(Data extracted from a collection)

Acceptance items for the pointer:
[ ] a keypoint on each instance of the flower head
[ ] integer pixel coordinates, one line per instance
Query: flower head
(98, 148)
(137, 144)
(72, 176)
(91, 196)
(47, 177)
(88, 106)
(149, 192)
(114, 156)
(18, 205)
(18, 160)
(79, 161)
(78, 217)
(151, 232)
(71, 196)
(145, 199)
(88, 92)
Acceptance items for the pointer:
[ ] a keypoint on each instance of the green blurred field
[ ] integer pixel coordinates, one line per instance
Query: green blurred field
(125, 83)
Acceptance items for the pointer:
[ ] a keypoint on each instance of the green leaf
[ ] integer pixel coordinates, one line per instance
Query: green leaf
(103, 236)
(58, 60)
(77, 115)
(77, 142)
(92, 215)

* [Directions]: Rewrite all of the rows above, replacing every "keypoint" with "marker" and leaving everything else unchanged.

* [Reply to the task]:
Acceptance items for the pointer:
[ ] a marker on each instance of the flower head
[ ] integer pixel coordinates, one line per instance
Query: flower head
(98, 148)
(137, 144)
(72, 176)
(91, 196)
(47, 177)
(88, 106)
(149, 192)
(114, 156)
(18, 205)
(18, 160)
(79, 161)
(78, 217)
(151, 232)
(71, 196)
(145, 199)
(88, 92)
Acceptance items for the pointer:
[ ] a marker on each instance of the green blurred field
[ ] integer pixel coordinates, one line per instance
Query: green blurred field
(125, 83)
Acceptance items for the pointer:
[ ] a marker on each instance of the green leaf
[ ] integer pixel coordinates, one line per instance
Query: green leaf
(103, 236)
(58, 60)
(77, 115)
(77, 142)
(92, 215)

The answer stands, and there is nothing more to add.